The Usage metric is described for each property below.

Individual Predicates Discussion

To further aid the understanding of these properties, we can also group them into equivalence, membership, approximate or descriptive categories.

Equivalent Properties

Equivalent properties are the most powerful available since they entail all possible axioms between the resources.

owl:equivalentClass

Equivalent class means that two classes have the same members; each is a sub-class of the other. The classes may differ in terms of annotations defined for each of them, but otherwise they are axiomatically equivalent.

An owl:equivalentClass assertion is the most powerful available because of its ability to ‘Explode the Domain[6]. Because of its entailments, owl:equivalentClass should be used with great care.

owl:sameAs

The owl:sameAs assertion claims two instances to be an identical individual. This assertion also carries with it strong entailments of symmetry and reflexivity.

owl:sameAs is often misapplied [7]. Because of its entailments, it too should be used with great care. When there are doubts about claiming this strong relationship, UMBEL has the umbel:isLike alternative (see below).

Membership and Hierarchical Properties

Membership properties assert that an instance is a member of a class.

rdfs:subClassOf

The rdfs:subClassOf asserts that one class is a subset of another class. This assertion is transitive and reflexive. It is a key means for asserting hierarchical or taxonomic structures in an ontology. This assertion also has strong entailments, particularly in the sense of members having consistent general or more specific relationships to one another.

Care must be exercised that full inclusivity of members occurs when asserting this relationship. When correctly asserted, however, this is one of the most powerful means to establish a reasoning structure in an ontology because of its transitivity.

skos:narrowerTransitive/skos:broaderTransitive

Both of these predicates work on skos:Concept (recall that umbel:RefConcept is itself a subClassOf a skos:Concept). The predicates state a hierarchical link between the two concepts that indicates one is in some way more general (“broader”) than the other (“narrower”) or vice versa. The particular application of skos:broaderTransitive (or its complement) is used to infer the transitive closure of the hierarchical links, which can then be used to access direct or indirect hierarchical links between concepts.

The transitive relationship means that there may be intervening concepts between the two stated resources, making the relationship an ancestral one, and not necessarily (though it is possible to be so) a direct parent-child one.

rdf:type

The rdf:type assertion assigns instances (individuals) to a class. While the idea is straightforward, it is important to understand the intensional nature of the target class to ensure that the assignment conforms to the intended class scope. When this determination can not be made, one of the more approximate UMBEL predicates (see below) should be used.

Approximation Properties

For one reason or another, the precise assertions of the equivalent or membership properties above may not be appropriate. For example, we might not know sufficiently an intended class scope, or there might be ambiguity as to the identity of a specific entity (is it Jimmy Johnson the football coach, race car driver, fighter, local plumber or someone else?). Among other options — along a spectrum of relatedness — is the desire to assign a predicate that is meant to represent the same kind of thing, yet without knowing if the relationship is an equivalence (identity, or sameAs), a subset, or merely just a member of relationship. Alternatively, we may recognize that we are dealing with different things, but want to assert a relationship of an uncertain nature.

→ INFORMATION SHOWN

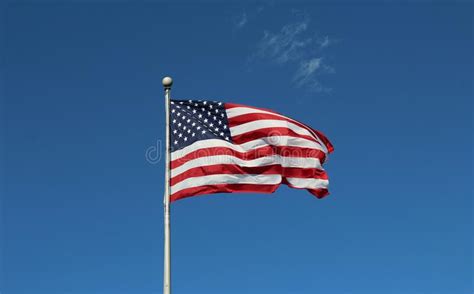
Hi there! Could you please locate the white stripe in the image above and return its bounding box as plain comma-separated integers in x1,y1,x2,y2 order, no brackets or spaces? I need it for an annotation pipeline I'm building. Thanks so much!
225,107,282,118
286,178,329,189
230,119,319,143
226,107,328,153
171,136,327,161
171,174,281,194
171,155,323,177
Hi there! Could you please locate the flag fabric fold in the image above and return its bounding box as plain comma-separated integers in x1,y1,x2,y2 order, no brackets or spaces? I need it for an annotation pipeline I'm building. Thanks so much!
169,100,334,201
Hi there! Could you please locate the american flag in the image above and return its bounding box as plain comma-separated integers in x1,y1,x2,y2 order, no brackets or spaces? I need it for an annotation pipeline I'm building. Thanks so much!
169,100,334,201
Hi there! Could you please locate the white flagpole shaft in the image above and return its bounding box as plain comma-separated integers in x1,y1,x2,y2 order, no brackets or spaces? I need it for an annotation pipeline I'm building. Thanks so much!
163,77,173,294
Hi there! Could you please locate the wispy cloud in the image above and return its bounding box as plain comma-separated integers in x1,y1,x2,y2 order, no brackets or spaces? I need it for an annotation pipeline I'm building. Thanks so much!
251,16,335,92
234,12,248,29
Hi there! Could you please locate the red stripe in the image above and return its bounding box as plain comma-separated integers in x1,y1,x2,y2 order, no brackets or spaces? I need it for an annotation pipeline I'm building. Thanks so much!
232,127,320,144
171,146,326,169
170,184,329,202
170,164,328,186
170,184,280,202
224,103,278,113
226,108,334,153
228,113,298,128
281,178,329,199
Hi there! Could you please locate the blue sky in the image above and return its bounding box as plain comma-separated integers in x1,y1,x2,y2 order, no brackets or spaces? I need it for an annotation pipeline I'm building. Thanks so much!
0,1,474,294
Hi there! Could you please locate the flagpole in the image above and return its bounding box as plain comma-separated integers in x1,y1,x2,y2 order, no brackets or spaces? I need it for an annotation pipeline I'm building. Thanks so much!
162,77,173,294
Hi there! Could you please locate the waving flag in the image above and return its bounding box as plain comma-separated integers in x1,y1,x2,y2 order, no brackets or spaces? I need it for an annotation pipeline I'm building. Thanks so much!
169,100,334,201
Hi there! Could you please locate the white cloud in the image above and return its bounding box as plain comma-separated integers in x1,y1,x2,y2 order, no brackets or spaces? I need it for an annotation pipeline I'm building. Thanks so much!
257,20,312,64
253,17,335,92
234,12,248,29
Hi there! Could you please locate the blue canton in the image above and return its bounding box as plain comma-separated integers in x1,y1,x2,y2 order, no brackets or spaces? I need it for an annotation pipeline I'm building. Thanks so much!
170,100,231,152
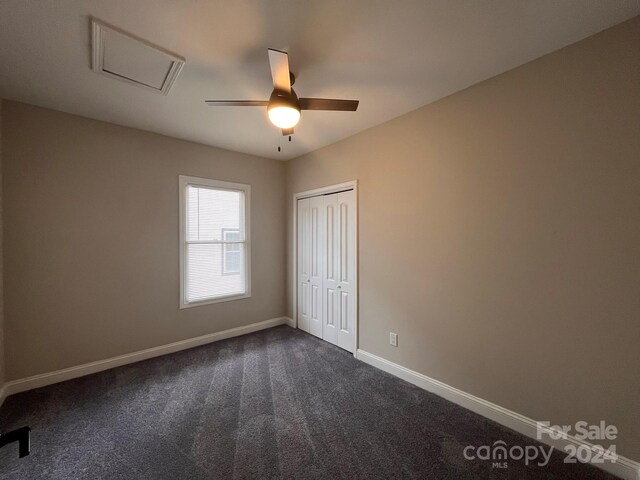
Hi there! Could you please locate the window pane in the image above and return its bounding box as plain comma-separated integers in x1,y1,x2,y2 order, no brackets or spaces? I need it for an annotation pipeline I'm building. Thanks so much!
186,185,244,241
186,243,246,302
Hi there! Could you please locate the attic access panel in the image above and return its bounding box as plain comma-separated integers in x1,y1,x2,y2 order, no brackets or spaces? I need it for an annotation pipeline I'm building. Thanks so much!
91,19,185,95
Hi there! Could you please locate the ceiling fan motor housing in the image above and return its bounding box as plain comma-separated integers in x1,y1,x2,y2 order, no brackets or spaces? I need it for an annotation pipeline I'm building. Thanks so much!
267,88,300,111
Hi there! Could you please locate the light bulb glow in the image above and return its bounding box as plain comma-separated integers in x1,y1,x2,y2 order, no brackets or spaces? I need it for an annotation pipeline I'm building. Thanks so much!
269,106,300,128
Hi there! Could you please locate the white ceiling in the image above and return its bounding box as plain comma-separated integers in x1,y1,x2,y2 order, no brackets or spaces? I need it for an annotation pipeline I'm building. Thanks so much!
0,0,640,160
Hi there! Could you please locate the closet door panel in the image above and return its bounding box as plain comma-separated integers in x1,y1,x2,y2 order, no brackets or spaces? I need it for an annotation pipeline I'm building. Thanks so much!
307,197,324,338
296,198,311,332
322,194,339,345
336,190,356,352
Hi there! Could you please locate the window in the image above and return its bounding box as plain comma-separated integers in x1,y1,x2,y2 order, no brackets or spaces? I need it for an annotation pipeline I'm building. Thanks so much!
180,176,251,308
222,228,242,275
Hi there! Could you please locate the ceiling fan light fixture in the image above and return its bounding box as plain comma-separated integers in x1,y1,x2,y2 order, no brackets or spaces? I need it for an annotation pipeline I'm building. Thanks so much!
267,89,300,129
269,106,300,128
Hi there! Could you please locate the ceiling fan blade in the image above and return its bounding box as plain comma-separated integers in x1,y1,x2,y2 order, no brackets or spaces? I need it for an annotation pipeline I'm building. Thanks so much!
268,48,291,93
204,100,269,107
300,98,360,112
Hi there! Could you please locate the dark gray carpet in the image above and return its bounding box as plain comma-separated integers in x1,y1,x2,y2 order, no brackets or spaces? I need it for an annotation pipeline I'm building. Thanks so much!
0,326,613,480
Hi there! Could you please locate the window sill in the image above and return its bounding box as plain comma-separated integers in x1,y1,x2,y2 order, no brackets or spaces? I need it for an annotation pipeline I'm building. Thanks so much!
180,292,251,310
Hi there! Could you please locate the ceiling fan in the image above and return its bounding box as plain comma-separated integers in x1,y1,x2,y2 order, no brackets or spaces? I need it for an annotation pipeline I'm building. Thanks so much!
205,48,359,135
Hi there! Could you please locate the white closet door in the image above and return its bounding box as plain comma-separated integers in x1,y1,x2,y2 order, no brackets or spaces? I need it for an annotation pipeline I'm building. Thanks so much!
296,198,311,332
307,197,324,338
321,194,340,345
336,190,356,352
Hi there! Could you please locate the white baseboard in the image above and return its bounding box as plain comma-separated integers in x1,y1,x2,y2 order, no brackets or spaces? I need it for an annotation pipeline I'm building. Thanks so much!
0,317,292,405
356,349,640,480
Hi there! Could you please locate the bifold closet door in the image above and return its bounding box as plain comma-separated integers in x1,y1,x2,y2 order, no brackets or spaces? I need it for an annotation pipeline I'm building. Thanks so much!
296,198,311,332
325,190,356,352
297,190,356,352
298,197,323,337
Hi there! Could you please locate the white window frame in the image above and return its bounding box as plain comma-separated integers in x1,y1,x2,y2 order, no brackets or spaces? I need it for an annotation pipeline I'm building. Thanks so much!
221,228,242,276
178,175,251,309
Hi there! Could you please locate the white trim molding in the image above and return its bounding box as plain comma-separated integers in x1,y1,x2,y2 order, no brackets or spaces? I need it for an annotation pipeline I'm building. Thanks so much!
356,349,640,480
0,317,292,405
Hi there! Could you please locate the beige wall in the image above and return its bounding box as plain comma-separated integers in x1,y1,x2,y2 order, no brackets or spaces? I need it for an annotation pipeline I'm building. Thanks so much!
287,17,640,460
2,102,286,380
0,99,4,388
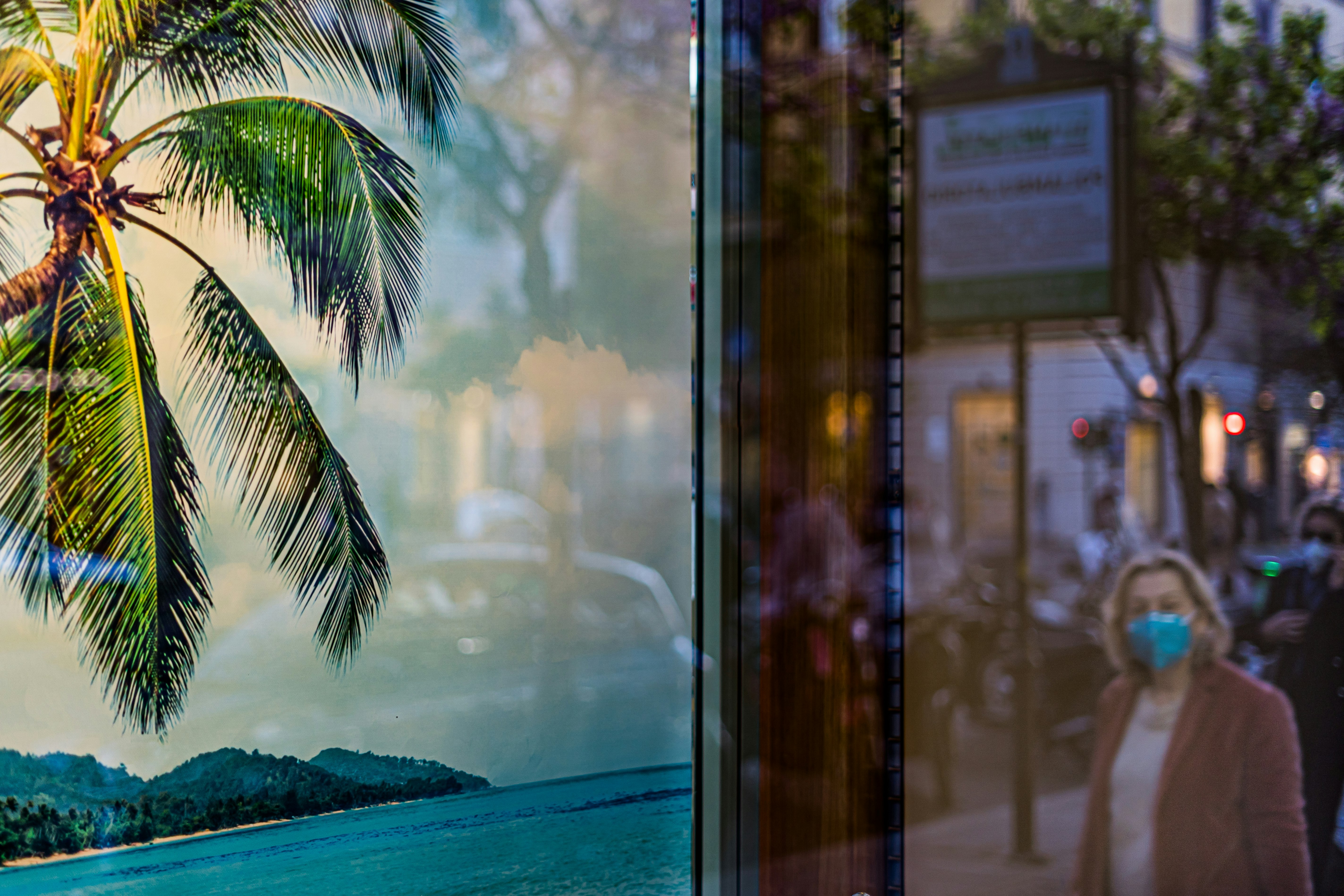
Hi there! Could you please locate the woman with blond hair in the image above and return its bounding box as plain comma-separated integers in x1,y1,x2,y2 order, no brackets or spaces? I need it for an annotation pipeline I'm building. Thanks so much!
1071,551,1312,896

→ EXERCISE DESCRIPTION
Answer these questions from the text on ontology properties above.
1. What alternative does UMBEL offer when there are doubts about claiming owl:sameAs?
2. Which two characteristics does the text attribute to the rdfs:subClassOf assertion?
3. Of what is umbel:RefConcept itself a subClassOf?

→ PROBLEM SOLUTION
1. umbel:isLike
2. It is transitive and reflexive.
3. skos:Concept